After an initial public offering of the company’s shares, vested employee options can be utilized during month 24–27 after the listing and in connection with a trade sale. Vested employee options can be utilized immediately in connection with the trade sale. Vested employee options that are not exercised in the relevant exercise windows will automatically lapse. Subject to the aforementioned, the last day to exercise allotted and vested employee options is 31 December 2025, after which all employee options will lapse.

 

Employee option programme 2

At the annual general meeting held on 23 November 2018, it was resolved to implement an employee option program comprised by a maximum of 550,369 employee options. The employee options have been allotted free of charge to the Chief Executive Officer, Chief Financial Officer, Chief Operating Officer and Chief Medical Officer. The allotted employee options will vest with 25 percent on each of 31 October 2019, 31 October 2020, 31 October 2021 and 31 October 2022.

Each vested employee option entitles a right to acquire one new share in the company against cash consideration at a subscription price of SEK 22.50 per share. Vested employee options can be utilized at the earliest in connection with: (i) after an initial public offering and listing of the company’s shares on a regulated market or a multilateral trading facility; (ii) a firm offer from a third party to acquire at least 90 percent of the shares in the company; (iii) a sale of all or substantially all of the company’s activities; or (iv) any other similar event that the board of directors consider shall be treated as a trade sale.

After an initial public offering of the company’s shares, vested employee options can be utilized during the period 1 November 2022 – 31 January 2023 and in connection with a trade sale. Vested employee options can be utilized immediately in connection with the trade sale. Vested employee options that are not exercised in the relevant exercise windows will automatically lapse. Subject to the aforementioned, the last day to exercise allotted and vested employee options is 31 December 2025, after which all employee options will lapse.

▶ **How to complete this task**:
Name every officer to whom the employee option text says options under Employee option programme 2 were allotted.

▶ **Entries provided**:
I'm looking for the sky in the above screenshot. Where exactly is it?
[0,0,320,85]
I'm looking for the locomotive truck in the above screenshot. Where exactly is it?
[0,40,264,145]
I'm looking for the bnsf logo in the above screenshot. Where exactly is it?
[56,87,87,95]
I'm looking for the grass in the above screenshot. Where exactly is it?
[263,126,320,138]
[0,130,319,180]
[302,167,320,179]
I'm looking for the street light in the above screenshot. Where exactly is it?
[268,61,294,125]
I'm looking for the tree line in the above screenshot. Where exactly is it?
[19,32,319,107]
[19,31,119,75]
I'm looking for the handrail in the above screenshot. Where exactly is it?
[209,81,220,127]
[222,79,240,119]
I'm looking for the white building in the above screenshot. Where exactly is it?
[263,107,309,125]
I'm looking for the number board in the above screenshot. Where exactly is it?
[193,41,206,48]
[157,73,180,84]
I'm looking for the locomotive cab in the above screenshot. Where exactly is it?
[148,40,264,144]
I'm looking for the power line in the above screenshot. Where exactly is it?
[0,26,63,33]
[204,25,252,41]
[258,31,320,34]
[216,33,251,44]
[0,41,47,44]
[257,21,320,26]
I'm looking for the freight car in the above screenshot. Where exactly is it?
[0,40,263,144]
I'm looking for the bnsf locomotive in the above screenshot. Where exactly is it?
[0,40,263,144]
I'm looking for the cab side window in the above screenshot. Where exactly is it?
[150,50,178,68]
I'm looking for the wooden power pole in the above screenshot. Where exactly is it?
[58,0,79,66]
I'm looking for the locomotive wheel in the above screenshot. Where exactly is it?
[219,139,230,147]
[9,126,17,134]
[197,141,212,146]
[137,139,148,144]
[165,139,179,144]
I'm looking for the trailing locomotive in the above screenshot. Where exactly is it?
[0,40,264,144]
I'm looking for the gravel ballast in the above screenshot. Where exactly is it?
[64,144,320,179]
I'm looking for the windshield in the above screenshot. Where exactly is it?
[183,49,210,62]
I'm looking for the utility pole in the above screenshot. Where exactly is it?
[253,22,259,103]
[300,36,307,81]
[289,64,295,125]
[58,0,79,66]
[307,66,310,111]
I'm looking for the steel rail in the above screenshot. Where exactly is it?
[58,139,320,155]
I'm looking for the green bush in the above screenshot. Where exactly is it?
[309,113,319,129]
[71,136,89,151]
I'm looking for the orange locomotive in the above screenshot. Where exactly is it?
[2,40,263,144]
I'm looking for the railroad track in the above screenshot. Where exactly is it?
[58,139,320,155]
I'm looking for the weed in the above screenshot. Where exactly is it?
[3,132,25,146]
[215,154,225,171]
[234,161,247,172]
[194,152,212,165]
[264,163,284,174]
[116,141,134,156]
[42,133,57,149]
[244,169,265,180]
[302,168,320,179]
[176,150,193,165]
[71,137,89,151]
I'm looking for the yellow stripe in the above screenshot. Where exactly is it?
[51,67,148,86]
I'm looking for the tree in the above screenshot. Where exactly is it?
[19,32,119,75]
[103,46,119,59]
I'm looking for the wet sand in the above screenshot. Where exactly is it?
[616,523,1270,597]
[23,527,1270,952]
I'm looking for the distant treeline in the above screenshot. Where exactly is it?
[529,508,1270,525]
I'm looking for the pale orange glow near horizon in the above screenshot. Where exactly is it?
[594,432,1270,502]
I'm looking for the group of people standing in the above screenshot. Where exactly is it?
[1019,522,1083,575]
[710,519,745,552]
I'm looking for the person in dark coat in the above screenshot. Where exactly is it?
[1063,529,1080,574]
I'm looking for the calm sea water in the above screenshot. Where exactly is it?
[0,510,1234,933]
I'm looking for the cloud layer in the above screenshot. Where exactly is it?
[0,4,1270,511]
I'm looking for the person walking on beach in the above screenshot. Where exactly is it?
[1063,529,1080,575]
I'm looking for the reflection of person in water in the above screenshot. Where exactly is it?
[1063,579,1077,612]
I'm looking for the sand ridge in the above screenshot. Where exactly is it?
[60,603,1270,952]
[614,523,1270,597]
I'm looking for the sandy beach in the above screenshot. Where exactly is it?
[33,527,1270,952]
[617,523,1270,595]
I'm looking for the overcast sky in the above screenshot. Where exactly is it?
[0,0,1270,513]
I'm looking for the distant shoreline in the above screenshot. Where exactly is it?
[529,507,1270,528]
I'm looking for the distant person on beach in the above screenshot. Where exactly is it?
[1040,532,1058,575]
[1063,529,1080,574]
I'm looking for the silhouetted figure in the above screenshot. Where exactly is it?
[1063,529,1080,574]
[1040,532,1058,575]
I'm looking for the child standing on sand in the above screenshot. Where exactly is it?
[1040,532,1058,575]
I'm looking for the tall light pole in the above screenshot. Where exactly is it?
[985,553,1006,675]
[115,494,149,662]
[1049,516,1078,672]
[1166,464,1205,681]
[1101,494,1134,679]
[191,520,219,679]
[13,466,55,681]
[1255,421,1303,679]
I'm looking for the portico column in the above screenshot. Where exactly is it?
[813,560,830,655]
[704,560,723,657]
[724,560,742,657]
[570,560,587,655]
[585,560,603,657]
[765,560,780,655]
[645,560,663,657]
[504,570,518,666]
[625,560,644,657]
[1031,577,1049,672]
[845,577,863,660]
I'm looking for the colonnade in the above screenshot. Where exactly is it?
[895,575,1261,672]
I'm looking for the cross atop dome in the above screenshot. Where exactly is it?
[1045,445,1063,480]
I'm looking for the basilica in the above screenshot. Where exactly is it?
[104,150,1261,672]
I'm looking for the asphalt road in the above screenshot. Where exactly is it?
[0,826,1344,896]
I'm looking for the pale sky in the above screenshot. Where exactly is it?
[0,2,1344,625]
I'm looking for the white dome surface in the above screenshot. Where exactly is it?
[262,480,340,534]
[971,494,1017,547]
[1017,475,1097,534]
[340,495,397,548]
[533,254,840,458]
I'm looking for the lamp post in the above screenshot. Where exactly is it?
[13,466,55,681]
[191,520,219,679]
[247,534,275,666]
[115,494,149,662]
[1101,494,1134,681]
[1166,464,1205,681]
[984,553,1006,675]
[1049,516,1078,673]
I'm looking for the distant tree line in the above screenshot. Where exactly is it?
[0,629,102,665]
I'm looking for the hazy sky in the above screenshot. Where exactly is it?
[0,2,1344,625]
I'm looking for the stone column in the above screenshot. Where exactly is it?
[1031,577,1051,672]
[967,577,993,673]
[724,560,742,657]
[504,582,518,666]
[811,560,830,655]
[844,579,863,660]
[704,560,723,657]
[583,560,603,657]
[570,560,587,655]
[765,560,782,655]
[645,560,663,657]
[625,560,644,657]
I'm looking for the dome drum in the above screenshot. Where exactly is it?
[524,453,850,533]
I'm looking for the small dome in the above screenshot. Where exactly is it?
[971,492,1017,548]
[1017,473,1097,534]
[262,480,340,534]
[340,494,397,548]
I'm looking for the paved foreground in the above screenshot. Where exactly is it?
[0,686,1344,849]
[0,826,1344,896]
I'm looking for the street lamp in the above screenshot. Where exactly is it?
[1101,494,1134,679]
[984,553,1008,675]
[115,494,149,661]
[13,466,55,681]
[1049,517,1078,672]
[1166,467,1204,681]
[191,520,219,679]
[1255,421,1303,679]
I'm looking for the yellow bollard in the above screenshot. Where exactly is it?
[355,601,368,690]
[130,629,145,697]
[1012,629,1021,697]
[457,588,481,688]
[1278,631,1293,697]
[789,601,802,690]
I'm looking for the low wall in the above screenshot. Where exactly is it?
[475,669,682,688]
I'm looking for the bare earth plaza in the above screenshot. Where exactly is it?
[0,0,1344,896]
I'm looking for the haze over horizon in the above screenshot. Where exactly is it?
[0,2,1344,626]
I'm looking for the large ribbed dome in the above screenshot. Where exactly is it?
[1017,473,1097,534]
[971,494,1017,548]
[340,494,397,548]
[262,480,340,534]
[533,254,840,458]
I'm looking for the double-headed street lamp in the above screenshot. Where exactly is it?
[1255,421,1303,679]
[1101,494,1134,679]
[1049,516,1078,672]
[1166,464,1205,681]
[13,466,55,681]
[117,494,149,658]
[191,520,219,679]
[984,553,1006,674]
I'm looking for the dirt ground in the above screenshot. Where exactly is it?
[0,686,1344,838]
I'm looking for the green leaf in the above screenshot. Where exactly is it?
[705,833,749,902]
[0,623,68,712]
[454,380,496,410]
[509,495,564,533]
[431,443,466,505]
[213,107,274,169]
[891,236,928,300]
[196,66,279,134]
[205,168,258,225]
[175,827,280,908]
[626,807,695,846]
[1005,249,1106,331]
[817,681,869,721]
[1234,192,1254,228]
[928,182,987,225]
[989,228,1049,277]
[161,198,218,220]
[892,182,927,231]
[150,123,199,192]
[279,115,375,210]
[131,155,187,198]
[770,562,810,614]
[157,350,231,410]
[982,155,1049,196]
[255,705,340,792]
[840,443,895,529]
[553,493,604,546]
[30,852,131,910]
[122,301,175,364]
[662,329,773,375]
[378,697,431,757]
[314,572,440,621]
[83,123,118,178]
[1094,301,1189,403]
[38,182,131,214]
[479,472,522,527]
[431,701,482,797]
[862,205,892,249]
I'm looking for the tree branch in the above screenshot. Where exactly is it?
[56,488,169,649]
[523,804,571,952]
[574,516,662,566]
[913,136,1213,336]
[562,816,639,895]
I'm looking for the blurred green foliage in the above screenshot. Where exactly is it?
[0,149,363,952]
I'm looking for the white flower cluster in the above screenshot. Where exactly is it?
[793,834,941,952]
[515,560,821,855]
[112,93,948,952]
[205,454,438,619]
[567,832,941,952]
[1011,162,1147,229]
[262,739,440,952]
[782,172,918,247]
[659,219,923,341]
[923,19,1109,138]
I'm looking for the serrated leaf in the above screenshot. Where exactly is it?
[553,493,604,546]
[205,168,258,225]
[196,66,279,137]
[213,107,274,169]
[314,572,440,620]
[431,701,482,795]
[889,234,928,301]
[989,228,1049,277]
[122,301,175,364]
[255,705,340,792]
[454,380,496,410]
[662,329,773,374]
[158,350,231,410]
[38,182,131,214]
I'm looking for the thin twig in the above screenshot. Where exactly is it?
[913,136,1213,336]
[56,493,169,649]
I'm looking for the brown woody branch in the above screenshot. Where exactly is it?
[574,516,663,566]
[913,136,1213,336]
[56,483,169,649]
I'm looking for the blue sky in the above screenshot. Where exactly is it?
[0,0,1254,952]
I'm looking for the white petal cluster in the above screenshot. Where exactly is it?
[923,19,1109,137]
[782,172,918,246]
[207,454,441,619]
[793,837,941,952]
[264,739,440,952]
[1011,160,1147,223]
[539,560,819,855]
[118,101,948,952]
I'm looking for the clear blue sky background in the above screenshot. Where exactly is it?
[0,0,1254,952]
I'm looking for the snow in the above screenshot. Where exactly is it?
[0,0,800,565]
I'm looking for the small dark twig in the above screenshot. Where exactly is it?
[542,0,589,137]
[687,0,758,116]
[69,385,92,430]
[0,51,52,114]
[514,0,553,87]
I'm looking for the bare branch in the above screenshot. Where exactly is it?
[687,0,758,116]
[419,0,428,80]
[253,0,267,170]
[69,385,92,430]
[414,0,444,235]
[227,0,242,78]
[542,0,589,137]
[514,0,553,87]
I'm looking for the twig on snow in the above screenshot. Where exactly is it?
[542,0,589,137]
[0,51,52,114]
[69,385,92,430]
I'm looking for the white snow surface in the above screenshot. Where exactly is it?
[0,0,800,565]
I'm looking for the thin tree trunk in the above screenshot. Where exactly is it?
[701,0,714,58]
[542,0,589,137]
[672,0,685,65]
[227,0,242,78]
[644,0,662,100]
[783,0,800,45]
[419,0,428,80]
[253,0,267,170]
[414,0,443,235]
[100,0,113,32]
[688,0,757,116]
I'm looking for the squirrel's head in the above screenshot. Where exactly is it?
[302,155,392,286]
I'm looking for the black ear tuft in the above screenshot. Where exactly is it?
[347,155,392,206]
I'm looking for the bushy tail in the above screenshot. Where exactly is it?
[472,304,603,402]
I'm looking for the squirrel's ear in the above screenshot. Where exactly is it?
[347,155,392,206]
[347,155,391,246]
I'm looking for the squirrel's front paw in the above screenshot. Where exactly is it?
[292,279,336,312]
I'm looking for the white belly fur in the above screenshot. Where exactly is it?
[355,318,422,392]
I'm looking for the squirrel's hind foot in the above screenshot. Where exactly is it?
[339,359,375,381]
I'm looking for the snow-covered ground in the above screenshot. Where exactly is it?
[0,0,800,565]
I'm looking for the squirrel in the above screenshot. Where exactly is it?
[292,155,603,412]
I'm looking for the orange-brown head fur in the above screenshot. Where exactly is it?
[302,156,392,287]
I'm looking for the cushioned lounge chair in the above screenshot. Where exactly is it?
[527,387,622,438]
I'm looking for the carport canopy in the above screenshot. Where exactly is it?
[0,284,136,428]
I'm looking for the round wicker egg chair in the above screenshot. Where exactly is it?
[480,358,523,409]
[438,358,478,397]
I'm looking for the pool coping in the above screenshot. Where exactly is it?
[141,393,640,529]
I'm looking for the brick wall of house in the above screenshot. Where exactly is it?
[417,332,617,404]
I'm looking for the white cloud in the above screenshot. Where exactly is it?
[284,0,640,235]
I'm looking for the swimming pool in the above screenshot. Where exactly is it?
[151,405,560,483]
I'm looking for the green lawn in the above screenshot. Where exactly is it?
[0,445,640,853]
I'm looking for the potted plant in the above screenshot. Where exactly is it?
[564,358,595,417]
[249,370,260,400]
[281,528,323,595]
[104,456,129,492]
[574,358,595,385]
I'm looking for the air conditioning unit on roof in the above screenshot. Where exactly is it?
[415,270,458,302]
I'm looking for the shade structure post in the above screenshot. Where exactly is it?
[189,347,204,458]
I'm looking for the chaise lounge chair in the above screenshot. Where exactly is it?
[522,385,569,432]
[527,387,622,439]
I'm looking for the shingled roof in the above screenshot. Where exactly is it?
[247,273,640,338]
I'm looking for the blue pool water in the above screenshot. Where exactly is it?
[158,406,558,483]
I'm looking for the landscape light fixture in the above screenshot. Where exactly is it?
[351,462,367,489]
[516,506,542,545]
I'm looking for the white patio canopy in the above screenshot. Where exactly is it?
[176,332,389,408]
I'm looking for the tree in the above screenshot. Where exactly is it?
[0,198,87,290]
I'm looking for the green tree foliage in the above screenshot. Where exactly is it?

▶ **Answer box**:
Chief Executive Officer, Chief Financial Officer, Chief Operating Officer, Chief Medical Officer